▸ REQUESTS:
(a) List the things the passage on networking says to write down after meeting new people.
(b) Carry on with the passage on networking from where it stops.

▸ DOCUMENT PASSAGE:
Take Your Networking Online
Although much networking is done in person, many of those connections first start online. Bolster your LinkedIn contacts by looking for new contacts in your area – friends, acquaintances, fellow alumna, and people who work at companies you are interested in are all good contacts to have in your online network. Joining industry-related LinkedIn groups can also be a great way to expand your network. Twitter is also a helpful resource for engaging with local business influencers.
Also, if you only think of networking as something that is done at industry events or in professional settings, you are missing a wealth of opportunities. Some of the best networking is done in social settings. This doesn’t mean you should treat all your social engagements as business, but it pays to be ready when an opportunity presents itself. Don’t assume you’ll remember everything – discretely write down names, details and contact information after meeting new people. Don’t forget to connect with people you meet in person to your online network whenever possible!
Ideally, once you’ve fostered a relationship, then you can seek help and advice in your career search. If you don’t currently have contacts who can directly offer assistance, ask if they can put you in touch with people who can help you. If that still leads to dead ends, it’s OK to make some bold requests. There is no harm in asking to set up an informational meeting or phone call with someone you don’t know well. People from your alma mater who work in your desired industry or company are often a great place to start. Be respectful of their time, come prepared with specific topics to discuss, and don’t ask for favors in your initial emails, calls or meetings. If they decline or you don’t receive a response, don’t be pushy. Simply thank them for considering and move on.

▸ INFORMATION PROVIDED:

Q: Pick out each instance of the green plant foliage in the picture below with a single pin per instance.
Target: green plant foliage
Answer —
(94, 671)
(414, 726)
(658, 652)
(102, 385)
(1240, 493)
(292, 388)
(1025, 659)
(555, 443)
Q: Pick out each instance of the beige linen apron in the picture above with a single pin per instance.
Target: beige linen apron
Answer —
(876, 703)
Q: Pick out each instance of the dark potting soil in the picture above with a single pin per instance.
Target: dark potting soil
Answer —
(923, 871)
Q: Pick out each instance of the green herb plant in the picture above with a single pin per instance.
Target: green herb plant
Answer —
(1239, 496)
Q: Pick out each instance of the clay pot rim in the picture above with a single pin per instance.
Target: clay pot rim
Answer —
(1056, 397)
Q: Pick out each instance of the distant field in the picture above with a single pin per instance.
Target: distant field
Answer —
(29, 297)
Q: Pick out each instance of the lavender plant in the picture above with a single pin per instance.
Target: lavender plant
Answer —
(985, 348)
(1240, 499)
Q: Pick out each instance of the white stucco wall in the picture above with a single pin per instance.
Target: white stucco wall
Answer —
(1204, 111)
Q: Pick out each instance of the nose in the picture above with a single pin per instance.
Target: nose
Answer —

▸ REPLIES:
(a) Names, details, contact information

(b)
Maintain Your Network
A common mistake many people make is to let their network run dry. Whether you are currently looking for a new job or not, you should constantly be cultivating relationships. It becomes a lot harder to tap into your network if they haven’t heard from you in years. Remember birthdays and other important details, keep in touch with former co-workers and/or customers, offer congratulations for major life events. Staying in touch every few months – especially with your key contacts – is vital to having a network that is there when you need them. If you’ve lost touch, it’s never too late to rekindle those relationships, preferably before you are in a situation where you have to call on them to ask for a favor.